Records in a dataset
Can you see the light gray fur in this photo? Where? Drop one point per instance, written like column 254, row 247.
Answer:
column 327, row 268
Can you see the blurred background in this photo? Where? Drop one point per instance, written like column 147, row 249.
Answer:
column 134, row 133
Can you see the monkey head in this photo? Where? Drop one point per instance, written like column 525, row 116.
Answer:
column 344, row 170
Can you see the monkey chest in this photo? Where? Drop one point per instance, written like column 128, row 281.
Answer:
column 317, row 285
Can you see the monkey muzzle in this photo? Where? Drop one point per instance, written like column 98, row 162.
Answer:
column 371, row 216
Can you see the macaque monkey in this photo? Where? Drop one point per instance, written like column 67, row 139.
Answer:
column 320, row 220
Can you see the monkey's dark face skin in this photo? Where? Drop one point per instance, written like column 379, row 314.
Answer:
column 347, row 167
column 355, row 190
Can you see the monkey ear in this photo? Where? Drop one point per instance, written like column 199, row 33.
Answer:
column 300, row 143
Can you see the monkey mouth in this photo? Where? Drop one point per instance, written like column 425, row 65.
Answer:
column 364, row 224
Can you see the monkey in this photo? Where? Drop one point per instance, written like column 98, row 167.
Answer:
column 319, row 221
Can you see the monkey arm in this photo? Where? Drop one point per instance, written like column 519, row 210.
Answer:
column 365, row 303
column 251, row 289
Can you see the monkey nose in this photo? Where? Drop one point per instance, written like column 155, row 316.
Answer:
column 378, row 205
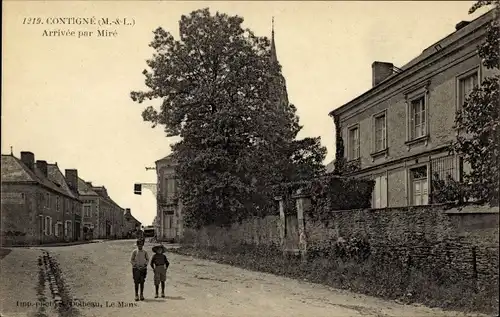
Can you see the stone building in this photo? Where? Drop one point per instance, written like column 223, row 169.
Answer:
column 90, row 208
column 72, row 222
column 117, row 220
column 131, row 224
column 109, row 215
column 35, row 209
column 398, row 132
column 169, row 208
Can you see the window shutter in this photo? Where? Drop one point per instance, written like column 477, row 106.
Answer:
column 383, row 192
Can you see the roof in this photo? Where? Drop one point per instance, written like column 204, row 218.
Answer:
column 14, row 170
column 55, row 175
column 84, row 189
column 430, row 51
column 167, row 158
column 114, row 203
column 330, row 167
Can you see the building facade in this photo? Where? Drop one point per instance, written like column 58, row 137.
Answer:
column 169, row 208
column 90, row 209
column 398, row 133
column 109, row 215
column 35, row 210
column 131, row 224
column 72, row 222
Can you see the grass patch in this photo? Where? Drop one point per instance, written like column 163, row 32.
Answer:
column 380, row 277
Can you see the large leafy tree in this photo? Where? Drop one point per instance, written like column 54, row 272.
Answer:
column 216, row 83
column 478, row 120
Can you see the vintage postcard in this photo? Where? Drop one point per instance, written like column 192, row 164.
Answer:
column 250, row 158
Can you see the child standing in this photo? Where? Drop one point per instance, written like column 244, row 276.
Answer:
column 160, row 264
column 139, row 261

==

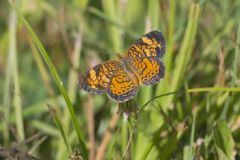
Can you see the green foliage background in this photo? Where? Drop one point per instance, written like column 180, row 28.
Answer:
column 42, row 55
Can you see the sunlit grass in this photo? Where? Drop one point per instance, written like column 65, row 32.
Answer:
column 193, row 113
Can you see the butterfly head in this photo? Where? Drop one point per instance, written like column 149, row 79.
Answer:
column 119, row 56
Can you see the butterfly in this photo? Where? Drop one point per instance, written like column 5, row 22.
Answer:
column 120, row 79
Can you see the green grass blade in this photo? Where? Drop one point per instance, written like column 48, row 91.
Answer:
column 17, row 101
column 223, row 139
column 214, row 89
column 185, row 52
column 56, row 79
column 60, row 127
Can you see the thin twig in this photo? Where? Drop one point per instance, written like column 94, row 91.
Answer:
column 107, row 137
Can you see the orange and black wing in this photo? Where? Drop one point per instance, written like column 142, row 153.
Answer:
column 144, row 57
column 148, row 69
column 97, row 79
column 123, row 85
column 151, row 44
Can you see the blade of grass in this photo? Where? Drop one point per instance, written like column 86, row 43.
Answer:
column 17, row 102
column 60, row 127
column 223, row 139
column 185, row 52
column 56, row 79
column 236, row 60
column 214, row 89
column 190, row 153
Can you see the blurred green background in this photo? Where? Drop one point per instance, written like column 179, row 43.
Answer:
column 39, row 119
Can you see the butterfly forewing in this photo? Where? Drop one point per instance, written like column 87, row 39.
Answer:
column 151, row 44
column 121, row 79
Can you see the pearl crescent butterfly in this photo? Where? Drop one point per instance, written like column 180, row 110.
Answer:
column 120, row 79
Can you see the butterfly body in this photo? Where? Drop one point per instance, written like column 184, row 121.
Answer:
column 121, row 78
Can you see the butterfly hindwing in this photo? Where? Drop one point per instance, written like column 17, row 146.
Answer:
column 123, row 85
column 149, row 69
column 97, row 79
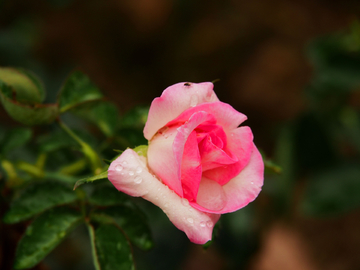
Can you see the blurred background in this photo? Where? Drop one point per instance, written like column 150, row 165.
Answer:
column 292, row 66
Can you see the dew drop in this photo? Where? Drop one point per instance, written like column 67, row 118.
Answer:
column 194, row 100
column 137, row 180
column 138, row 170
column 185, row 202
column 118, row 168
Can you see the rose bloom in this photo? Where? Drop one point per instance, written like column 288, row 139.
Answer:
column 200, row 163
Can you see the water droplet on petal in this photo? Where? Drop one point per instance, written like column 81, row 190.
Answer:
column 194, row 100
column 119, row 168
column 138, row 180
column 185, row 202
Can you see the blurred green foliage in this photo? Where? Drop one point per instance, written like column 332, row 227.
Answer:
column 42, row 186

Goal of the exercise: Please rewrite the lines from the line with "Can you see the stone" to the line with "column 250, row 158", replacing "Drop" with "Place" and leaving all else unchanged. Give only those lines.

Solution:
Can you see the stone building in this photo? Where? Place one point per instance, written like column 223, row 169.
Answer:
column 90, row 208
column 72, row 222
column 117, row 220
column 131, row 224
column 109, row 215
column 35, row 209
column 398, row 132
column 169, row 208
Can you see the window shutter in this photo? Where? Place one point per instance, written like column 477, row 106.
Answer:
column 383, row 192
Can you see the roof in this photo? Where? Place one point per instance, written like column 204, row 218.
Answer:
column 14, row 170
column 55, row 175
column 84, row 189
column 430, row 51
column 167, row 158
column 114, row 203
column 330, row 167
Can you see the building facade in this photo? Where? Place one point per instance, written like column 58, row 137.
Answer:
column 169, row 208
column 90, row 209
column 398, row 133
column 109, row 215
column 35, row 210
column 131, row 224
column 72, row 222
Can you see the grass patch in this photo? Where? Place one point per instance, written like column 163, row 32.
Answer:
column 380, row 277
Can you see the large leafy tree in this photo? Where? Place one point per instance, written like column 54, row 272.
Answer:
column 216, row 83
column 478, row 120
Can you see the vintage postcard in this photo? Where? Place one point per instance, written like column 192, row 164.
Answer:
column 250, row 158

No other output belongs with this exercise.